Crater modification is a topic of interest to lunar scientists because most of the impact craters on Earth are heavily degraded. Meteor Crater is the best-preserved and youngest impact crater studied on Earth, and fieldwork spanning as far back as the 1800s has greatly improved the understanding of crater formation and modification. By comparing geologic features on the Moon to those that are well-studied on Earth, scientists can begin to understand the complexity of geologic processes that constantly change the lunar surface.
Granular debris flows are the result of material moving downhill due to gravity. The flows often contain fine-grained material, forming a smooth, fluid-like texture, and may be mistaken for impact melt flows. Today's Featured Image highlights the complex and diverse nature of debris flows that represent erosive events that are likely occurring on the Moon today. Located on the eastern wall of Alpetragius B crater (~10 km diameter) in Mare Nubium, this debris flow (15.119°S, 353.253°E) is composed of multiple channels and different sized materials. Rubbly, higher reflectance material (opening image, to the right) appears to be surrounding and somewhat interspersed with a lower reflectance, finer-grained material composing the flow. Where the flow is composed of separate channels (opening image, to the left), the fine-grained material is bordered by the higher-reflectance material.

******************************

Return the passage above on crater modification and lunar debris flows in full, word for word.

Given entries:
******************************

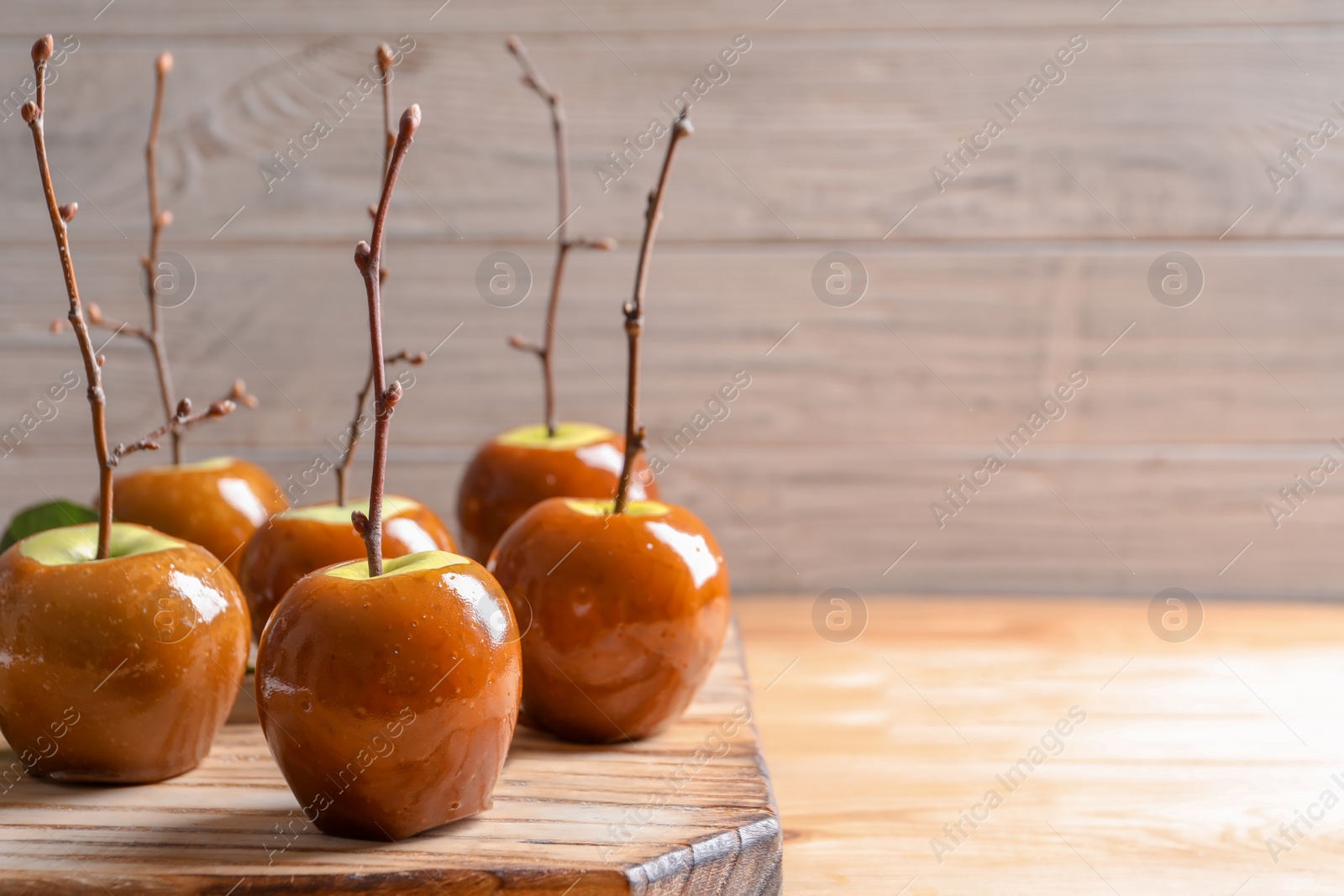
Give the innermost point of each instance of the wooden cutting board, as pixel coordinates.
(687, 812)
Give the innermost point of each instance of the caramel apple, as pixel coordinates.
(622, 604)
(390, 701)
(622, 614)
(121, 669)
(123, 649)
(389, 689)
(530, 464)
(307, 539)
(524, 466)
(217, 504)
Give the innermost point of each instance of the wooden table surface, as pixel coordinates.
(1189, 757)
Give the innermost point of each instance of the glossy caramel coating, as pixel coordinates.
(217, 504)
(118, 671)
(503, 481)
(620, 631)
(292, 546)
(390, 703)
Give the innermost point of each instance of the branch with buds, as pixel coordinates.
(635, 432)
(385, 67)
(355, 430)
(181, 419)
(159, 221)
(34, 113)
(367, 257)
(546, 351)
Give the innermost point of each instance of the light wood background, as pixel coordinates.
(1189, 758)
(987, 296)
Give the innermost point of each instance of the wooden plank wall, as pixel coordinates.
(991, 291)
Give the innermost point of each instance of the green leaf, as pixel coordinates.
(50, 515)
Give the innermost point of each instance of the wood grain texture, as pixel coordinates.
(1189, 761)
(813, 136)
(1032, 265)
(687, 812)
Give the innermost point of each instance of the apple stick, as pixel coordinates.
(367, 258)
(546, 351)
(635, 432)
(154, 336)
(355, 430)
(34, 113)
(158, 222)
(385, 69)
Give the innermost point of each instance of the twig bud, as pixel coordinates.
(42, 49)
(410, 121)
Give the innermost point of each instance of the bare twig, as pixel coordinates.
(159, 221)
(354, 432)
(154, 338)
(356, 426)
(635, 432)
(367, 257)
(34, 113)
(544, 352)
(181, 419)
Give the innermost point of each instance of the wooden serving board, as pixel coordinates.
(687, 812)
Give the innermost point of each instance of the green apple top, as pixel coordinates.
(80, 543)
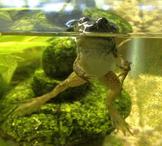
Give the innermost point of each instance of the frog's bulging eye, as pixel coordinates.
(102, 21)
(83, 19)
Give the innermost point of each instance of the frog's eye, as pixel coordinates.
(71, 23)
(83, 19)
(102, 21)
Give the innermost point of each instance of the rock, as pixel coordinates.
(61, 123)
(58, 58)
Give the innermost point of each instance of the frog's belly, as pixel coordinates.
(97, 63)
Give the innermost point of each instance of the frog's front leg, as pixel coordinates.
(79, 70)
(114, 85)
(125, 67)
(33, 105)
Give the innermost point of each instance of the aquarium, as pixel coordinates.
(76, 73)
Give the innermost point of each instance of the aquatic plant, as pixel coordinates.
(58, 58)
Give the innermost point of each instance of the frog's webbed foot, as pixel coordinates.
(114, 85)
(79, 71)
(119, 122)
(34, 104)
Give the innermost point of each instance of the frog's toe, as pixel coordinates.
(121, 124)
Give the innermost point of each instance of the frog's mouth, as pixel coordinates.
(85, 24)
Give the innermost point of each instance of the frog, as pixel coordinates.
(97, 58)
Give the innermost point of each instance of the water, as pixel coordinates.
(21, 56)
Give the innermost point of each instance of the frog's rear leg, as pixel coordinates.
(34, 104)
(114, 85)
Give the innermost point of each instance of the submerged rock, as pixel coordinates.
(58, 58)
(63, 123)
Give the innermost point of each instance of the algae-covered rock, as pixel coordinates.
(63, 123)
(42, 84)
(58, 58)
(122, 24)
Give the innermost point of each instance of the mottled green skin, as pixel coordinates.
(58, 58)
(122, 24)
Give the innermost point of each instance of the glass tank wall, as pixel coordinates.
(37, 53)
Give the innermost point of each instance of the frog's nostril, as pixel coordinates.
(83, 19)
(102, 21)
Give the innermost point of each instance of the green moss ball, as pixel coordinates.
(58, 58)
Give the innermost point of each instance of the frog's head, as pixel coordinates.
(87, 25)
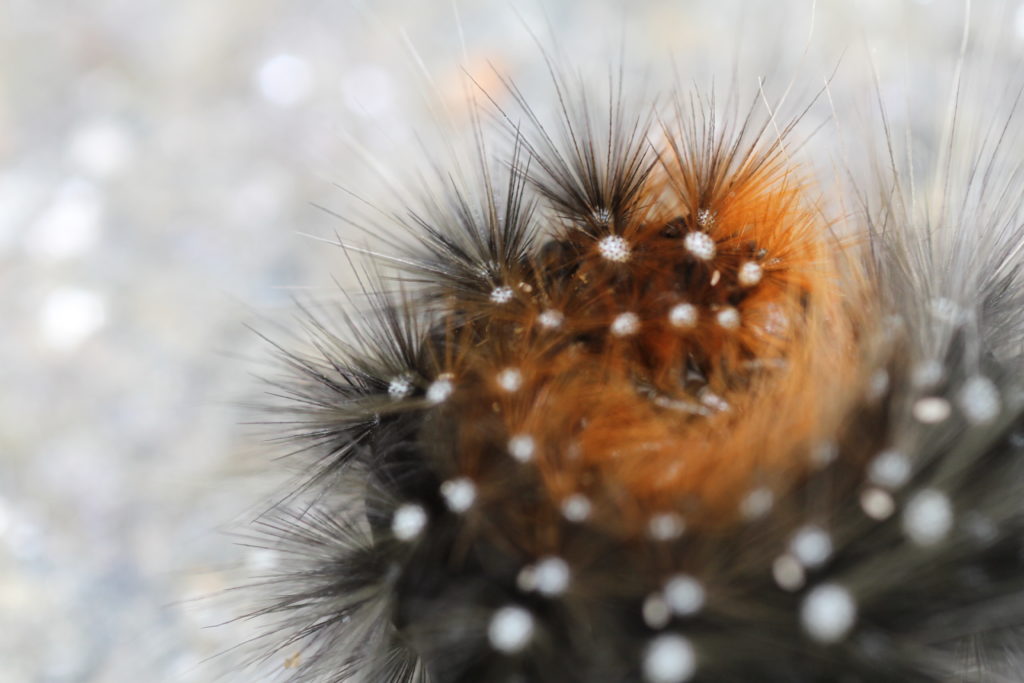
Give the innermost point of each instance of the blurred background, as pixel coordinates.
(160, 163)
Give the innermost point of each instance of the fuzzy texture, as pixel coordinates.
(641, 411)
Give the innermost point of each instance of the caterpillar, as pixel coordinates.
(640, 400)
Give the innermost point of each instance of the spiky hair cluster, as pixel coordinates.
(645, 413)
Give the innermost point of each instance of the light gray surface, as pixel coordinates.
(158, 162)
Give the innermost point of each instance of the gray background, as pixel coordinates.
(159, 162)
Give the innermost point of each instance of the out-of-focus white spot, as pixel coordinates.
(669, 658)
(100, 147)
(757, 504)
(510, 379)
(928, 517)
(812, 546)
(728, 318)
(877, 504)
(666, 526)
(521, 447)
(368, 90)
(409, 521)
(931, 410)
(787, 572)
(576, 508)
(890, 469)
(979, 399)
(684, 594)
(511, 630)
(613, 248)
(70, 225)
(828, 613)
(625, 325)
(285, 80)
(459, 494)
(551, 318)
(714, 401)
(70, 315)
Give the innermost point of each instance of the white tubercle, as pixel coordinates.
(502, 294)
(409, 521)
(399, 388)
(613, 248)
(750, 273)
(700, 246)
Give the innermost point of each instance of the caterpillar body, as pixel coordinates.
(642, 406)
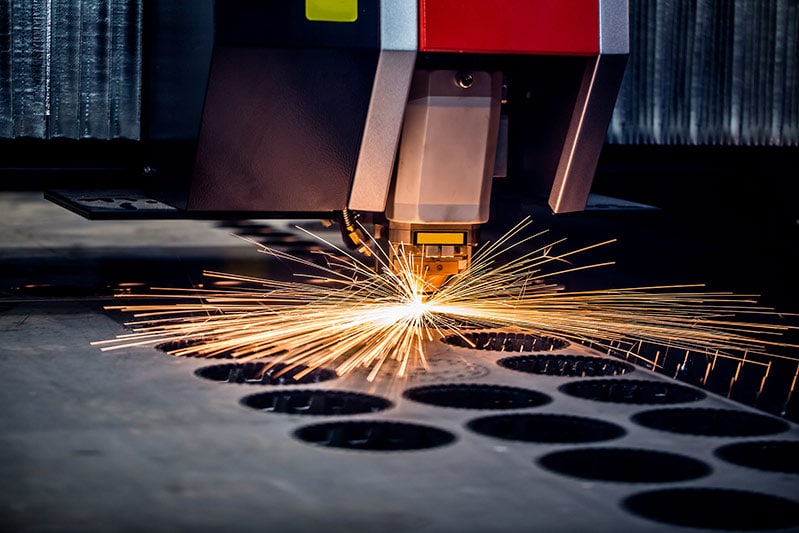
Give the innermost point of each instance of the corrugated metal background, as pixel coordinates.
(70, 68)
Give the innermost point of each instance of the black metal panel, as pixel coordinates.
(281, 128)
(283, 24)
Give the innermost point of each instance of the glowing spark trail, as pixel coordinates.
(350, 316)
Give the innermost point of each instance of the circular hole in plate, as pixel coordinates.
(470, 396)
(170, 346)
(632, 391)
(710, 422)
(713, 508)
(265, 374)
(546, 428)
(624, 465)
(499, 341)
(315, 402)
(374, 435)
(566, 365)
(773, 456)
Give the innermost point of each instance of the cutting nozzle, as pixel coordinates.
(431, 266)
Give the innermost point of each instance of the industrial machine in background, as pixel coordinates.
(400, 112)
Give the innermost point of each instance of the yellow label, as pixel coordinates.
(331, 10)
(424, 237)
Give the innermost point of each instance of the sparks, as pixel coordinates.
(349, 315)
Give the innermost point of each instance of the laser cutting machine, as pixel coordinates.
(393, 112)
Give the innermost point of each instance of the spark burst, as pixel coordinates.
(348, 316)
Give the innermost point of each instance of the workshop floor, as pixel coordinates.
(137, 440)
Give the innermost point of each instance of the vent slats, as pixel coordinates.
(707, 72)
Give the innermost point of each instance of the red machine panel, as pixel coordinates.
(551, 27)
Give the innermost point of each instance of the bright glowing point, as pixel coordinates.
(349, 316)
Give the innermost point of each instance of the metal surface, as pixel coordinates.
(136, 440)
(448, 149)
(398, 43)
(614, 35)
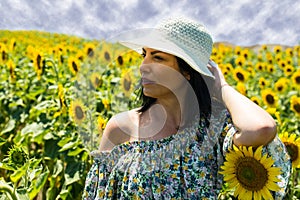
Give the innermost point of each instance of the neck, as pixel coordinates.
(172, 109)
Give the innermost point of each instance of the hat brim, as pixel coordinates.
(153, 38)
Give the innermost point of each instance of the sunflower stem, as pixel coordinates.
(9, 190)
(54, 67)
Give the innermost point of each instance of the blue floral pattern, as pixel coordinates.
(181, 166)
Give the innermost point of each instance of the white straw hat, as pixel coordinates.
(181, 37)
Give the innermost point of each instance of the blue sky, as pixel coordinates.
(244, 23)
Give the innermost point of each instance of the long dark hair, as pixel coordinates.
(198, 83)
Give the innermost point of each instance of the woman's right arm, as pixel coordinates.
(112, 136)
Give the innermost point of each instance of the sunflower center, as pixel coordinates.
(270, 99)
(90, 52)
(127, 84)
(107, 56)
(74, 66)
(120, 60)
(251, 173)
(297, 107)
(297, 79)
(240, 76)
(97, 81)
(78, 112)
(292, 150)
(38, 61)
(279, 88)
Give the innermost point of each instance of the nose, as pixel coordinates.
(144, 68)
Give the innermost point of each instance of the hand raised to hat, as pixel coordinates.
(219, 79)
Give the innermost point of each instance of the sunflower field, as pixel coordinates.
(58, 91)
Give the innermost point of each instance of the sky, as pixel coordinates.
(243, 22)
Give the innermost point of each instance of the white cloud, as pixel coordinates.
(244, 23)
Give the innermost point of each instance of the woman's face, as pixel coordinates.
(160, 73)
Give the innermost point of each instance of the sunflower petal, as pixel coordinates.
(257, 154)
(256, 195)
(272, 186)
(266, 194)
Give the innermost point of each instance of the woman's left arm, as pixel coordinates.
(255, 126)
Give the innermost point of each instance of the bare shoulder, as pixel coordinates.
(119, 129)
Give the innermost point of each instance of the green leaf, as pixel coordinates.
(68, 146)
(39, 183)
(9, 126)
(75, 152)
(72, 179)
(64, 141)
(58, 168)
(2, 141)
(19, 173)
(43, 105)
(32, 128)
(5, 166)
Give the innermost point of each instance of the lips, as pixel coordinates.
(146, 81)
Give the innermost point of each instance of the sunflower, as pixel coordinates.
(245, 53)
(127, 82)
(77, 111)
(38, 64)
(282, 64)
(241, 88)
(11, 66)
(255, 99)
(3, 54)
(74, 65)
(237, 50)
(269, 58)
(89, 50)
(96, 80)
(240, 75)
(239, 61)
(270, 68)
(289, 51)
(260, 66)
(263, 82)
(295, 104)
(269, 97)
(250, 173)
(292, 144)
(17, 156)
(106, 104)
(61, 95)
(101, 122)
(296, 78)
(277, 49)
(281, 85)
(288, 70)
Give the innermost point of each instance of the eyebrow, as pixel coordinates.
(153, 52)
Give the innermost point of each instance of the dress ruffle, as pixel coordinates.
(181, 166)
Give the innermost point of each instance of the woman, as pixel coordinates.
(173, 145)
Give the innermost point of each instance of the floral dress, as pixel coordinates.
(181, 166)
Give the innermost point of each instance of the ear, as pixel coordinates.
(186, 75)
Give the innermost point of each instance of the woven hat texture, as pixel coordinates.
(182, 37)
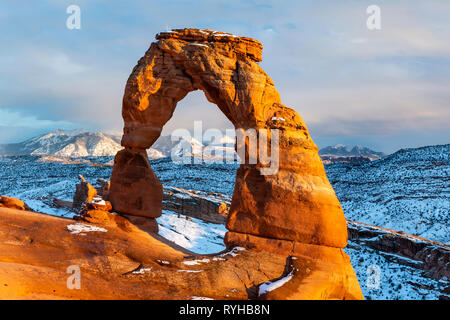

******************************

Reply to the exercise:
Crater modification is a topic of interest to lunar scientists because most of the impact craters on Earth are heavily degraded. Meteor Crater is the best-preserved and youngest impact crater studied on Earth, and fieldwork spanning as far back as the 1800s has greatly improved the understanding of crater formation and modification. By comparing geologic features on the Moon to those that are well-studied on Earth, scientists can begin to understand the complexity of geologic processes that constantly change the lunar surface.
Granular debris flows are the result of material moving downhill due to gravity. The flows often contain fine-grained material, forming a smooth, fluid-like texture, and may be mistaken for impact melt flows. Today's Featured Image highlights the complex and diverse nature of debris flows that represent erosive events that are likely occurring on the Moon today. Located on the eastern wall of Alpetragius B crater (~10 km diameter) in Mare Nubium, this debris flow (15.119°S, 353.253°E) is composed of multiple channels and different sized materials. Rubbly, higher reflectance material (opening image, to the right) appears to be surrounding and somewhat interspersed with a lower reflectance, finer-grained material composing the flow. Where the flow is composed of separate channels (opening image, to the left), the fine-grained material is bordered by the higher-reflectance material.